= Dataset extract =
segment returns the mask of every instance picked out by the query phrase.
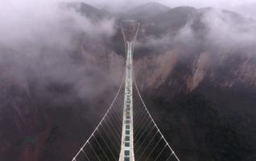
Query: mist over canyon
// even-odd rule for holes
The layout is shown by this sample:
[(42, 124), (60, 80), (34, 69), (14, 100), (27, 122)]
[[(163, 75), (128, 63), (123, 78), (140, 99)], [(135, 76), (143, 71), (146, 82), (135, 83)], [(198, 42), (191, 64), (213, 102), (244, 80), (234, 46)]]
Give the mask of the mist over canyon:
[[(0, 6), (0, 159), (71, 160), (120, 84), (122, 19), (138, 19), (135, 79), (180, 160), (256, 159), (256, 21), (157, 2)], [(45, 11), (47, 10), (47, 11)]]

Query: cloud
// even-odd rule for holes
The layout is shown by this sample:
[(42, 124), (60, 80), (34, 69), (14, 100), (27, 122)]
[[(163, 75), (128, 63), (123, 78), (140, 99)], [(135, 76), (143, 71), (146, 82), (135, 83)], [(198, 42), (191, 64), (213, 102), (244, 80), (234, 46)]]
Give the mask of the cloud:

* * *

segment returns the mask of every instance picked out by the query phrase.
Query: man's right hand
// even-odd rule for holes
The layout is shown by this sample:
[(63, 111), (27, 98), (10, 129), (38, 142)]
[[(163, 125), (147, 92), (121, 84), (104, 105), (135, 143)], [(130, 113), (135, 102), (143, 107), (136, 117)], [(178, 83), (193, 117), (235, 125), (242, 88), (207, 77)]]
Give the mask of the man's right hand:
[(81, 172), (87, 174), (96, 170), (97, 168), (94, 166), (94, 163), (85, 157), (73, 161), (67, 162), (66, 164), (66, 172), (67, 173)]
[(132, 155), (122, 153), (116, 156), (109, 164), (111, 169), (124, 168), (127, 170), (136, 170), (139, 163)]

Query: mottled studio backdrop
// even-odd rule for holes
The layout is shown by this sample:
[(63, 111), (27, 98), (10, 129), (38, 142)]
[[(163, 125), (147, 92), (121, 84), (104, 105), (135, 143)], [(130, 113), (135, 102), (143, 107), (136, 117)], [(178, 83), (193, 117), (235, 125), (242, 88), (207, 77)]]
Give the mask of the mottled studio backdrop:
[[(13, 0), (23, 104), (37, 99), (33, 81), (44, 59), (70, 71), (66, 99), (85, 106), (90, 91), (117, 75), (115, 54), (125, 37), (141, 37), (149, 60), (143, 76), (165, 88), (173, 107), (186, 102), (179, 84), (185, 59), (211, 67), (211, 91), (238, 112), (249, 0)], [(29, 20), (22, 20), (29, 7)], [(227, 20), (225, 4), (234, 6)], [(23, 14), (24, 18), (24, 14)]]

---

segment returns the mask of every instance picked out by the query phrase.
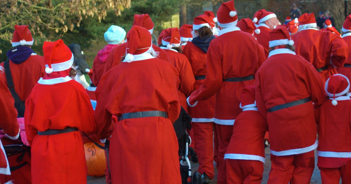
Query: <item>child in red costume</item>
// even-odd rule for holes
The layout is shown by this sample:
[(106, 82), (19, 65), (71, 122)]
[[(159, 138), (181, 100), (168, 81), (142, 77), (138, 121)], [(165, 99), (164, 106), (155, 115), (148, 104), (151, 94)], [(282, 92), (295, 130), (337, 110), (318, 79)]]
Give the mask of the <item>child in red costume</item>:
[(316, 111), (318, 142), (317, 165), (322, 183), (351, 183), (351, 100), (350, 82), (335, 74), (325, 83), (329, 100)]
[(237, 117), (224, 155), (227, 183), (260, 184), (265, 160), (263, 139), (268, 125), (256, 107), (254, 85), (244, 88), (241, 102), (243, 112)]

= Aim =
Please write out the lines again, starting with the line containing "Query: mottled studio backdrop" and going on through the line containing "18), (24, 14)]]". Shift the answered mask by adding 141 to every coordinate number in it, and leave the sample coordinates and all other text unchanged.

= Solved exercise =
Query: mottled studio backdrop
// even-odd rule for holes
The layout is shown by this sample:
[(63, 111), (27, 98), (10, 129), (38, 142)]
[[(163, 125), (147, 92), (121, 84), (104, 105), (135, 143)], [(130, 113), (135, 102), (143, 107), (136, 117)], [(178, 83), (193, 117), (235, 125), (242, 88), (207, 77)]]
Give the mask of the mottled studio backdrop:
[[(154, 141), (164, 245), (178, 240), (174, 222), (185, 200), (211, 212), (207, 240), (226, 247), (231, 232), (258, 216), (256, 195), (266, 178), (282, 178), (290, 201), (284, 217), (306, 229), (314, 248), (327, 243), (320, 225), (326, 200), (352, 208), (352, 232), (379, 253), (390, 141)], [(170, 161), (163, 161), (170, 148)], [(368, 161), (366, 145), (375, 147)], [(164, 155), (165, 159), (165, 155)]]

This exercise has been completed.